Job Search Lessons from Presidential Campaigns
Imagine conducting your job search in public, where your actions and words were reported for all to comment on. That's probably a nightmare scenario if you're shy or introverted (and maybe even for some who are extroverted).
Yet that's pretty much what politicians endure when they run for office - and we do the hiring. Leaving aside our opinions about individual candidates, we can learn a lot from looking at some of the stumbles politicians have made.
Why Do You Want This Job?
In 1980, Senator Ted Kennedy decided to challenge the incumbent President, Jimmy Carter, for the nomination as the Democratic candidate for President.
A now-famous television interview with Roger Mudd derailed Kennedy's candidacy, when he gave a rambling and unfocused answer to the simple question about why he wanted to be President. This 100+ word sentence was excerpted from the transcript of the interview on the Fox Forum (Fox News Blog) by Rich Galen:
"We, uh, we're facing complex issues and problems in this nation at this time, but we have faced similar challenges at other times and the energies and the resourcefulness of this nation, I think, should be focused on these problems in a way that brings a sense of restoration in this country by its people to, uh, in dealing with the problems that we face, primarily the issues on the economy, the problems of inflation and the problems of energy and I would basically feel that it's, uh, imperative for this country either move forward, but it can't, uh, stand still or otherwise it moves backward."
He never answered the question. He never got the job.
The Takeaway for Job Hunters:
Job seekers must be able to explain why they want the job they're applying for. And the answer must include why it's in the best interest of the company to hire them, rather than why the job suits them.

INFORMATION SUPPLIED:
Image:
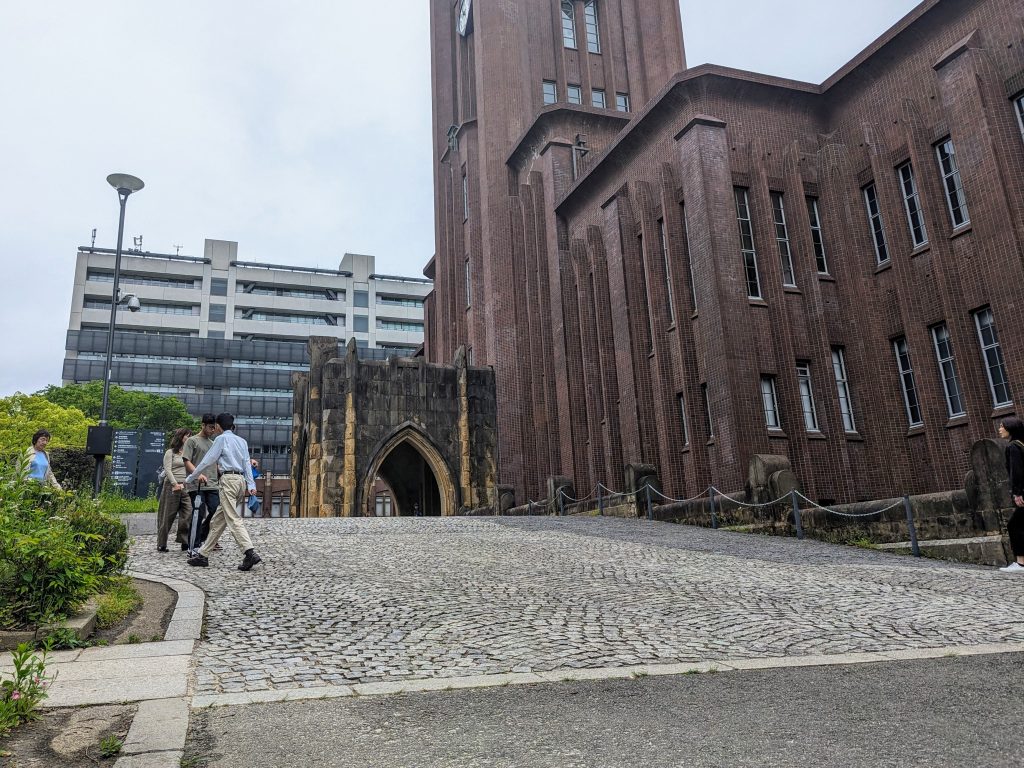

DIRECTIVE: Please extract the passage from the job search article starting at "He never answered" and ending at "job suits them.", copying it word for word.

FINAL RESULT:
He never answered the question. He never got the job.
The Takeaway for Job Hunters:
Job seekers must be able to explain why they want the job they're applying for. And the answer must include why it's in the best interest of the company to hire them, rather than why the job suits them.